▶ **Questions on the material**:
**1.** In the article on the assisted suicide debate, how would you translate this sentence into Spanish: "Dr. Scheffer began his opening remarks with this punchy assertion."
**2.** Answer these questions from the article on the assisted suicide debate:
(a) On what date was the debate held?
(b) How long did the exchange last before the panel opened up for questions?
(c) Which panelist affirmed Dr. Scheffer's claim in her own speech?

═════ Extract provided ═════

5 Points of Controversy from Monday’s Debate
by Oxford Students for Life
Last Monday, November 9th, a panel of four experts – Dr. Peter Saunders, Dr. Kevin Yuill, Dr. Richard Scheffer, and Dr. Jacky Davis – came together to debate the motion ‘This House opposes the legalisation of assisted suicide’. After a forty-five minute exchange, the panel opened up for questions, most of which addressed specific claims repeated by each side throughout the debate. Both the proposition and the opposition relied on several key points to make their cases; here, we take a look at the ones that proved the stickiest.
‘Assisted dying isn’t suicide’
Dr. Scheffer began his opening remarks with this punchy assertion. ‘Nobody’, he claimed, ‘wants to die’. Unlike those who commit suicide, he argued, those who choose assisted dying don’t want to die, but are already dying and simply want to avoid a highly painful or undignified death. Dr. Davis affirmed this in her speech as well; the pair emphasised that assisted suicide ought to be considered a vital part of palliative care for the dying, and is not for the suicidal.
But this is controversial. After all, an audience member asked, what about nihilists? Why is the desire to live a criterion for being able to ask a doctor to help you die? And how is it possible to argue that those asking for legal drugs, to take themselves, don’t want to die? If assisted dying isn’t suicide, there’s very little that seems to distinguish the two; fundamentally, both are caused, at least in part, by a desire to end one’s own life. And after some grumbling, Drs. Scheffer and Davis admitted that this is true; at the very least, those who ask for assisted dying have formed a will to die by the time they actually do so.

═════ Available data ═════

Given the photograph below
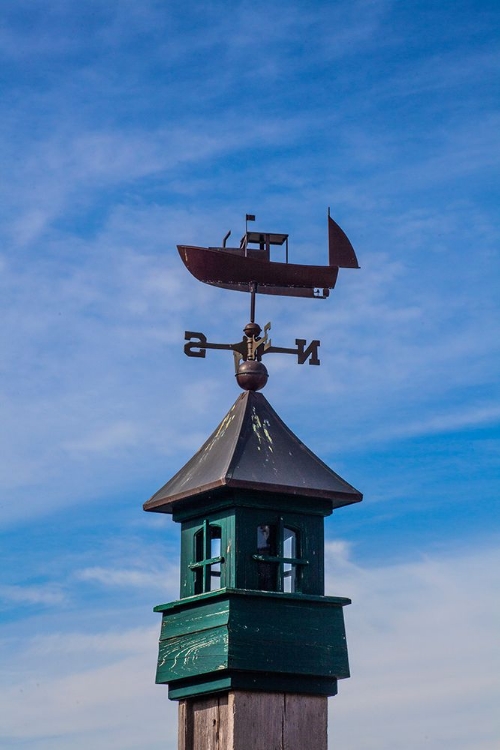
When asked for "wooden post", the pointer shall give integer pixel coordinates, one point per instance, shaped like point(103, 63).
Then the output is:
point(242, 720)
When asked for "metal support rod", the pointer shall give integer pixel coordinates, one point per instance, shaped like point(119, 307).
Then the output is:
point(253, 290)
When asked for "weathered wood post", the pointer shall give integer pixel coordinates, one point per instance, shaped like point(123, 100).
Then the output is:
point(252, 648)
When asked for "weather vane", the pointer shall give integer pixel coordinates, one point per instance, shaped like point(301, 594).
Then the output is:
point(249, 268)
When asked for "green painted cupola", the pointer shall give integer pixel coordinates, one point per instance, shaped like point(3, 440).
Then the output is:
point(252, 614)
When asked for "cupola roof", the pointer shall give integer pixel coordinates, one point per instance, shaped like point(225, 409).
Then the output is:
point(253, 449)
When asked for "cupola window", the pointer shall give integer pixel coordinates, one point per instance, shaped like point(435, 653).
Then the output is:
point(278, 558)
point(207, 558)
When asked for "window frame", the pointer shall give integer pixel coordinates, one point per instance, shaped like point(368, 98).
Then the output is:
point(280, 561)
point(203, 561)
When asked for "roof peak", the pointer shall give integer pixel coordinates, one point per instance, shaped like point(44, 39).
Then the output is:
point(252, 448)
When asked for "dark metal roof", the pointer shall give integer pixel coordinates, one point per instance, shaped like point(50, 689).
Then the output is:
point(252, 448)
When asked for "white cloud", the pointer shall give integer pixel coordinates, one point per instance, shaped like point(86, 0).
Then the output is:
point(47, 594)
point(422, 651)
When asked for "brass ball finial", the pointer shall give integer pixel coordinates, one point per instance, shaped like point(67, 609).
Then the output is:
point(252, 375)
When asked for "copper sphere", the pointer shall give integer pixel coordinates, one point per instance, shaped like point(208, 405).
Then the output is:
point(252, 375)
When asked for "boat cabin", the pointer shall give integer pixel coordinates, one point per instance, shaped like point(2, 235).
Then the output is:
point(257, 245)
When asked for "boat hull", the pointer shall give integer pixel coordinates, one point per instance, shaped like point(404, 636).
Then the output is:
point(231, 270)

═════

▶ **Results by task**:
**1.** El Dr. Scheffer comenzó sus palabras iniciales con esta contundente afirmación.

**2.**
(a) Monday, November 9th
(b) Forty-five minutes
(c) Dr. Jacky Davis